Ne isteniyor >>
Aşağıdaki hemofili yazısına göre şu ifadeler doğru mu: 1. Hemofili bulaşıcı bir hastalıktır. 2. Türkiye Hemofili Derneği'nin programı 17 Nisan 2011 Pazar günü İstanbul'da yapılacaktır. 3. Taşıyıcı bir annenin hastalığı erkek çocuğuna geçirme olasılığı %50'dir. Her biri için evet ya da hayır deyin ve yazıdan karar veren sözleri kelimesi kelimesine alıntılayın.

Verilen metin >>
Dünya Sağlık Örgütü (WHO) ve Dünya Hemofili Federasyonu (WFH), her yıl olduğu gibi bu yıl da 17 Nisan Dünya Hemofili Günü’ nü resmi otorite, sivil toplum kuruluşları ve bu sorunu bedeninde, evinde daha da önemlisi yüreğinde yaşayanları bir araya getiren organizasyonlarla kutluyor. Bu bilinç ve amaçla Türkiye Hemofili Derneği de bu özel günü 17 Nisan 2011 Pazar günü saat 12.00-17.00 arasında İş Sanat Kültür Merkezi Levent-İstanbul adresinde sosyal ve bilimsel bir program ile kutlayacak. Program amacına uygun olarak hastalar, hasta aileleri, hemofili gönüllüleri ve ülkemizin 15 farklı ilinden gelen temsilciler ile konusundaki tıp mensupları ve resmi kurum yetkililerinin katılımıyla gerçekleştirecek. Bu yılki kutlamalarda diğer 17 Nisan kutlamalarından farklı olarak Türkiye Hemofili Derneği,’nin, ülkemizdeki tüm hemofiliklerin ve hemofili ile uğraşan sağlık mensuplarının yararlanacağı Ulusal Kalıtsal Kanama Bozuklukları Bilgi Yönetimi ve Sürveyans Sistemi’nin hastalara, hekimlere ve Sağlık Bakanlığı’na getireceği yararları da kamuoyuyla paylaşma amacını taşıyan “HEMOFİLİNE” konulu panel düzenlenecek.
Detaylı bilgi için: www.turkhemoder.org.tr
Taşıyıcı hemofilili annenin erkek çocuğu hemofili olabilir
Hemofili kalıtsal olarak nesilden nesile geçen ve sadece erkeklerde görülen ciddi bir kan hastalığıdır. Kanın pıhtılaşması için gerekli faktörlerden biri eksik olduğu zaman pıhtılaşma mekanizması bozulur ve durdurulamayan kanamalar meydana gelir. Hemofili ömür boyu devam eden bir hastalıktır ve bulaşıcı değildir. Bu hastaların pıhtılaşma fonksiyonları bozuk olduğundan kanamaları çok zor durmaktadır.
Kadınlar ancak taşıyıcı olabilir ve taşıyıcı olan bir annenin erkek çocuğuna %50 oranında hemofili hastalığını geçirme olasılığı vardır.
Çoğunlukla normal doğumlardan sonra şikâyetlere neden olmayan hemofilinin ilk belirtileri zor doğmuş veya müdahale edilerek doğmuş yavrularda görülen morluklar ve bazen de kafa içi kanamalarıdır. Bazı ağır tip olgularda doğum sonrası kan alınan yerlerde kanamaların devam etmesi, hayatın ilk günlerinde yapılan sünnet ve benzeri girişimleri izleyen kanamalar, ailesinde daha önce bu sorunları yaşamayanlar için oldukça kaygı verici olmakta, tam teşekküllü merkezlere ulaşılamadığında maalesef vahim sonuçlara yol açabilmektedir.

Verilen satırlar >>
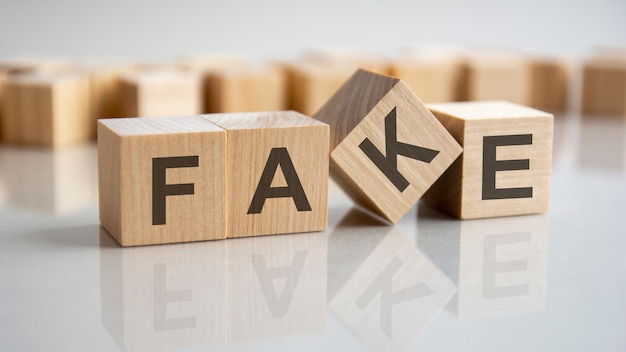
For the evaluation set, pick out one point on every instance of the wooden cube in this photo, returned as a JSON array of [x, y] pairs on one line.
[[59, 182], [604, 86], [262, 200], [549, 83], [498, 76], [245, 90], [374, 119], [162, 180], [433, 78], [506, 164], [156, 298], [309, 85], [161, 93], [47, 110]]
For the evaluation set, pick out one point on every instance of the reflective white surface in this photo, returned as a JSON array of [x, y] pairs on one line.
[[550, 282]]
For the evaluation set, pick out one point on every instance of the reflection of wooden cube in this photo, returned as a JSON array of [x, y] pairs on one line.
[[549, 83], [161, 93], [506, 163], [276, 286], [262, 200], [498, 76], [47, 110], [387, 291], [374, 119], [245, 90], [604, 86], [162, 180], [499, 265], [163, 297]]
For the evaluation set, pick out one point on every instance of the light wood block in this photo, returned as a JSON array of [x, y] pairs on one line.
[[433, 78], [550, 78], [245, 90], [161, 93], [374, 119], [498, 76], [47, 110], [506, 164], [106, 92], [604, 86], [262, 200], [162, 180], [309, 85]]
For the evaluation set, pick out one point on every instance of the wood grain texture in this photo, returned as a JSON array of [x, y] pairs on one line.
[[460, 191], [47, 110], [245, 90], [604, 85], [126, 148], [360, 111], [154, 93], [252, 138]]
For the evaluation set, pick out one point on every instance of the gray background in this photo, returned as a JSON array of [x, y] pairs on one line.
[[279, 28]]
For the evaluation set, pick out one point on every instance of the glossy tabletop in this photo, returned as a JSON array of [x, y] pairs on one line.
[[550, 282]]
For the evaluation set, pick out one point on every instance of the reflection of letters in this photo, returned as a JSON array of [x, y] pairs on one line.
[[389, 298], [279, 305], [491, 267], [162, 297]]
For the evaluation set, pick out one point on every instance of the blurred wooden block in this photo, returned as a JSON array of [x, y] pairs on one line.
[[349, 58], [262, 200], [549, 83], [604, 85], [46, 110], [374, 118], [162, 180], [506, 164], [431, 78], [161, 93], [309, 86], [245, 90], [498, 76]]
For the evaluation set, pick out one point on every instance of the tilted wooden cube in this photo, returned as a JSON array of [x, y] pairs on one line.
[[161, 93], [245, 90], [261, 199], [162, 179], [506, 163], [47, 109], [387, 148], [604, 85]]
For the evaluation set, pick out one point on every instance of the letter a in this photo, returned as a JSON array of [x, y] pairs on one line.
[[279, 157]]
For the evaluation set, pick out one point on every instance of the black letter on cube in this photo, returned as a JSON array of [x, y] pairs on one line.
[[491, 166], [160, 189], [279, 156], [388, 164]]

Alıştırma cevabı >>
1. Hayır: "Hemofili ömür boyu devam eden bir hastalıktır ve bulaşıcı değildir."
2. Evet: "17 Nisan 2011 Pazar günü saat 12.00-17.00 arasında İş Sanat Kültür Merkezi Levent-İstanbul adresinde"
3. Evet: "taşıyıcı olan bir annenin erkek çocuğuna %50 oranında hemofili hastalığını geçirme olasılığı vardır."